§ **EXCERPTED TEXT**:
──────────────────────────────

Often called the “silent injury” of the walking wounded, veterans with traumatic brain injuries are in the spotlight after a whistleblower alleged improper screening procedures for benefits and pensions by the Amarillo Veterans Administration.
The controversy initially spilled onto the public stage when Dr. Roy Marokus, formerly chief of the Compensation and Pension unit at Thomas E. Creek VA Medical Center, blew the whistle on a spreadsheet of 70 veterans in Amarillo who were not screened by one of four types of specialists required by policy:
Psychologists, neurologists, neurosurgeons and physiatrists.
“Think about what they have to deal with if they’re misdiagnosed,” Marokus told news station KARE 11 in Minneapolis. “They’re out in never-never land. It’s a crime.”
Marokus said the diagnoses were being given by health care professionals who were unqualified and uncertified to perform traumatic brain injury screening.
Amarillo VA officials have questioned the phrasing in Marokus’ interviews, saying he omits the fact that screening for traumatic brain injuries only must be done by specialists when veterans are seeking benefits and compensation.
“I went back and I looked at every single thing that the doctor said, and he didn’t say anything correct. He was just very careful in how he picked his words,” said Michael Kiefer, director of the Amarillo VA. “He never said that veterans never got care. He said they may be disadvantaged or not compensated … Veterans who come to us for health care, we will do our best to look at their symptoms, do the diagnostics and treat them for whatever they need.”
Kiefer said people often mistake the roles of the Veterans Health Administration, which manages one of the largest health care systems in the world, and the Veterans Benefits Administration, which supplies compensation and vocational assistance to disabled veterans.

──────────────────────────────

§ **PROBLEM DESCRIPTION**: Continue the news article about traumatic brain injury screening at the Amarillo VA from the point where it stops.

Stored data entries
──────────────────────────────

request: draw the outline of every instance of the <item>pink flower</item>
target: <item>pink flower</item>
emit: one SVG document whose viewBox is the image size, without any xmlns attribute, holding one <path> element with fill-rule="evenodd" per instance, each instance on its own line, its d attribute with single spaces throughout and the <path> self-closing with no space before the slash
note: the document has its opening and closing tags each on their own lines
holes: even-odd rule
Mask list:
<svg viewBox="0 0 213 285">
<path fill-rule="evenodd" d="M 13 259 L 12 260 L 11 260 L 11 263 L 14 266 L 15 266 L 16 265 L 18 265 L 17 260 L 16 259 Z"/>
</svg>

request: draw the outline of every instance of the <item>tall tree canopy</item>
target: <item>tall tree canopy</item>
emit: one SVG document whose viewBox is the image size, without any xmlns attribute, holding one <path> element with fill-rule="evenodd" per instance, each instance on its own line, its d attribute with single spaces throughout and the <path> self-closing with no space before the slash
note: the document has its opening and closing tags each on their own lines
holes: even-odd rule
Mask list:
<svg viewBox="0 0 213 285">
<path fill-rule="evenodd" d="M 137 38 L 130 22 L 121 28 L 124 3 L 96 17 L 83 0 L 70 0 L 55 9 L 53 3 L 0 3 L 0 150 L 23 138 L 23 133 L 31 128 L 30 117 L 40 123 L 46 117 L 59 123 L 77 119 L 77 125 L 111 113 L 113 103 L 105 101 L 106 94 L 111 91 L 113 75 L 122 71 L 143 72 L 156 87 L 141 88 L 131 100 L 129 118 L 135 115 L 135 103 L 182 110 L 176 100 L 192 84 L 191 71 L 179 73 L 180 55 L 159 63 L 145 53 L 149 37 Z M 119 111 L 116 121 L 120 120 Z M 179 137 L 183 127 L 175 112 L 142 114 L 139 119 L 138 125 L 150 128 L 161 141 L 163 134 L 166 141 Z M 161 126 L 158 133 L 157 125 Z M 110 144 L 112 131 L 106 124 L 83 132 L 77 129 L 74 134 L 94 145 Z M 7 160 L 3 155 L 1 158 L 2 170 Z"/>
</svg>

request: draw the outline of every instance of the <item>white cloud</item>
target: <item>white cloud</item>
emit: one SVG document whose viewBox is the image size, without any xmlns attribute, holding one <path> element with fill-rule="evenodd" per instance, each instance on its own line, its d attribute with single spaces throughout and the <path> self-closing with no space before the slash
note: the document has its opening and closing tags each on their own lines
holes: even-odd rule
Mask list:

──────────────────────────────

§ **ANSWER**:
The Office of the Inspector General of the U.S. Department of Veterans Affairs has been reviewing all traumatic brain injury examination records after problems were identified at the Minneapolis VA Medical Center.
The OIG confirmed to the Globe-News it is looking at the compensation and pension exams, not the medical care.
However, this reassessment of diagnoses concerning benefits and compensation has spread nationally to every VA center and to non-VA health care providers.
Kiefer would not confirm how many veterans in Amarillo were not diagnosed by one of the four required specialists when seeking benefits, but said that as medical knowledge of traumatic brain injury improved over the past decade, screening and health care policy has struggled to keep pace.
Veterans who were not diagnosed by an approved specialist are being contacted and will be reassessed and awarded back pay for missed benefits between 2008 and 2013, Kiefer said.
Kiefer admitted a misdiagnosis when seeking benefits and compensation could discourage a veteran from seeking treatment.
Traumatic brain injury falls under four categories: Mild, moderate, severe and penetrating. Unfortunately, the illness is difficult to diagnose, as 82.5 percent of cases fall into the mild category, which is not discoverable by an X-ray CT scan.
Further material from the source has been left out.